* [Work instructions]
Would you restate the entries below exactly, keeping every line?

(Material provided Opens)

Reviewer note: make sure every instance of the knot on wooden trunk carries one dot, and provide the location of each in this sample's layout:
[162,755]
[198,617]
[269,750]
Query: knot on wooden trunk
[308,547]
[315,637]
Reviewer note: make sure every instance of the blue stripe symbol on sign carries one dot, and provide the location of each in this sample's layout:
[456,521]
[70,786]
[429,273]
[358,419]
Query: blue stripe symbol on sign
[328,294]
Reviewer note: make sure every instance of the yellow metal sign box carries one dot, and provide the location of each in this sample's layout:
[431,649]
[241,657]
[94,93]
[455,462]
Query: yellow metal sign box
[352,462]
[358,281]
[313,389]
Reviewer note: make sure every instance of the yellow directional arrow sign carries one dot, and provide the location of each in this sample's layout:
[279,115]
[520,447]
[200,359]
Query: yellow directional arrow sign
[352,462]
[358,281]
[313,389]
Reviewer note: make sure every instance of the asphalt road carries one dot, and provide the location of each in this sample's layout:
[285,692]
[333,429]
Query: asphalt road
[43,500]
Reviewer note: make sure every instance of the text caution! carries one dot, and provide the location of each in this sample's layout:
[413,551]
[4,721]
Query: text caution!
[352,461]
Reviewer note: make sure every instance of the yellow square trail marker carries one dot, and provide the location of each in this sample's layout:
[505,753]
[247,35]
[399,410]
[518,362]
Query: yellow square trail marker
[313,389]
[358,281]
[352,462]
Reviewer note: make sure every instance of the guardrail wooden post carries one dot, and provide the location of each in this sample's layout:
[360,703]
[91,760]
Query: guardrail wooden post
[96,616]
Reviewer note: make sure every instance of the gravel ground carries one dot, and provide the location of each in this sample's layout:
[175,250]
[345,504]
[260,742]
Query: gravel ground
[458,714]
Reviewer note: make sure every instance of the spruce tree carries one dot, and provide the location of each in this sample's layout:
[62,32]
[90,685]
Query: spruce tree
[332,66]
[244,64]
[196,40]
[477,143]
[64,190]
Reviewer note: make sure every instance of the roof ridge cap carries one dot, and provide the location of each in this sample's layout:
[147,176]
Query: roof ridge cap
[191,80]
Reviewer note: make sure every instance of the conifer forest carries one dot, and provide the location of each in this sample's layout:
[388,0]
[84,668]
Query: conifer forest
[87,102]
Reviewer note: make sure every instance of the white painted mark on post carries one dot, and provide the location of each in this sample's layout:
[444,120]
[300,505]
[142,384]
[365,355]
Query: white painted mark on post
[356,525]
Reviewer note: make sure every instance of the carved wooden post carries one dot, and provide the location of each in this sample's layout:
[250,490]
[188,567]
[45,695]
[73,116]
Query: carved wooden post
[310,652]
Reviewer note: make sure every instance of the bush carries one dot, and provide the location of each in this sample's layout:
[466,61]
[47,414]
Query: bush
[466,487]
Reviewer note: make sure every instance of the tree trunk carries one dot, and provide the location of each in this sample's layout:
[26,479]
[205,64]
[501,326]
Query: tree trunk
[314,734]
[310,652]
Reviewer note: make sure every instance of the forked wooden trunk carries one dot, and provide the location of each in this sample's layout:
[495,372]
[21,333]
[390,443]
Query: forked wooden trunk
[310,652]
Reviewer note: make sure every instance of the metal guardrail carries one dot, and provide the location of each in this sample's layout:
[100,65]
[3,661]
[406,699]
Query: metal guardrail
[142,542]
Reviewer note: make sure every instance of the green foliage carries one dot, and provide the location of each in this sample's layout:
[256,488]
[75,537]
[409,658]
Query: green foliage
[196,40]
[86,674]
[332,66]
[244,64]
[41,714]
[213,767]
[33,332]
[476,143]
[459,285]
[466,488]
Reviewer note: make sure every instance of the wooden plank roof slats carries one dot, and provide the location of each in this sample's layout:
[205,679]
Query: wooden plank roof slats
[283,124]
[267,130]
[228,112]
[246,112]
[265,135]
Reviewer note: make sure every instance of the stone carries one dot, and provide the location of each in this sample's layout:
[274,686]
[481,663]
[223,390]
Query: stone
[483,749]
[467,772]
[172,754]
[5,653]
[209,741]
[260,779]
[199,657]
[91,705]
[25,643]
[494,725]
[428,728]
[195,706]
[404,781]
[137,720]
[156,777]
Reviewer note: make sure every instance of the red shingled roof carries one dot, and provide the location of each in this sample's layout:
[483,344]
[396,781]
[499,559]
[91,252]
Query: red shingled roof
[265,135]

(Material provided Closes)

* [Answer for this exercise]
Reviewer note: make sure every instance of the knot on wooden trunk carries one dot, and provide the location of each in this sample's layout:
[162,755]
[198,617]
[269,750]
Query: knot on wooden trunk
[308,547]
[315,637]
Reviewer note: make sure every instance of the blue stripe symbol on sign carries one dot, and provide the location of each in this sample's layout:
[456,521]
[70,786]
[429,273]
[358,419]
Query: blue stripe symbol on sign
[328,294]
Reviewer note: make sure every instance of the yellow metal sign box carries one dot, and provide the location of each in this sample's layout:
[431,649]
[241,657]
[94,93]
[455,462]
Query: yellow metal sign box
[352,462]
[358,281]
[313,389]
Reviewer note: make sure every instance of the yellow directional arrow sign carries one dot, and provide the location of each in this sample's layout:
[279,115]
[520,447]
[200,359]
Query: yellow directional arrow sign
[352,462]
[358,281]
[313,389]
Reviewer note: make sure every instance of the asphalt road carries one dot, and provide the location of each in this sample's layout:
[285,692]
[333,429]
Query: asphalt road
[43,500]
Reviewer note: make sure every instance of the text caution! carries one dot, and provide the location of each in this sample's layout:
[413,551]
[4,721]
Query: text caution!
[352,461]
Reviewer note: make sure every instance of the yellow square trail marker carries one dot, and provide the location of each in this sample's layout:
[505,753]
[247,35]
[399,410]
[518,362]
Query: yellow square trail marker
[313,389]
[358,281]
[352,462]
Reviewer note: make sure every instance of the guardrail wooden post carries one dot, and provide the location of each in this sample's layout:
[360,703]
[91,760]
Query: guardrail wooden post
[96,616]
Reviewer note: make sure every instance of the gravel ground carries one dot, and provide the location of each in this sample's layout:
[175,250]
[345,504]
[260,742]
Query: gravel ground
[458,714]
Reviewer note: make sure every instance of the spruce tree carries one dot, and provide the location of each in this sample's layout:
[62,32]
[90,685]
Query: spruce tree
[332,66]
[244,64]
[196,40]
[477,143]
[64,190]
Reviewer note: make sure every instance of the roof ridge cap carries one dot, and provide the location of each in this sample's layout:
[147,176]
Query: roof ridge cap
[191,80]
Reviewer note: make sure every instance of the conifer forest carries one dot, and provide the location of each in this sample's layout:
[388,0]
[84,668]
Query: conifer forest
[87,102]
Reviewer note: make sure every instance of the white painted mark on post carries one dot, and provide the location of each in this sample's layout:
[444,120]
[300,505]
[142,384]
[365,355]
Query: white painted mark on post
[356,525]
Reviewer note: make sure every instance of the carved wooden post carries one dot, and provide the location of each in this sample's layout:
[250,490]
[188,567]
[45,695]
[73,116]
Query: carved wooden post
[310,652]
Reviewer note: make sure every instance of the bush carries one dot, and provide the location of each in this sample's layout:
[466,61]
[47,414]
Query: bush
[466,487]
Reviewer note: make sure every instance of the tree trunk carries one dot, and provide the location of each in this sample's layout:
[26,479]
[205,64]
[501,326]
Query: tree trunk
[314,734]
[310,652]
Reviewer note: make sure every instance of the forked wooden trunk carries one dot, and provide the location of each in this sample's layout:
[495,372]
[21,333]
[390,443]
Query: forked wooden trunk
[310,652]
Reviewer note: make sure every instance of the metal guardrail carries one dot, and provide the location of each in this sample's layout:
[100,65]
[3,661]
[406,699]
Query: metal guardrail
[142,542]
Reviewer note: make sure every instance of the green foliage carries one dot, and provide the location of each in this sample's layout:
[256,488]
[75,537]
[409,658]
Query: green foliage
[196,40]
[86,674]
[332,66]
[244,64]
[41,714]
[213,767]
[33,332]
[476,143]
[459,285]
[466,488]
Reviewer note: make sure every instance of the wooden plank roof slats carries one dot, and provide the location of each in this sample's layout:
[205,679]
Query: wooden plank roof slats
[283,124]
[267,130]
[228,112]
[246,112]
[265,135]
Reviewer note: make sure every instance of the stone carries one dot, and provide the location of each in this sample's layout:
[274,686]
[481,663]
[223,390]
Query: stone
[483,749]
[467,772]
[172,754]
[5,653]
[209,741]
[260,779]
[199,657]
[91,705]
[25,643]
[494,725]
[428,728]
[195,706]
[404,781]
[137,720]
[156,777]
Reviewer note: make sure every instance of the red shingled roof carries one dot, and provide the location of each in this sample's layout:
[483,344]
[396,781]
[499,559]
[91,252]
Query: red shingled roof
[265,135]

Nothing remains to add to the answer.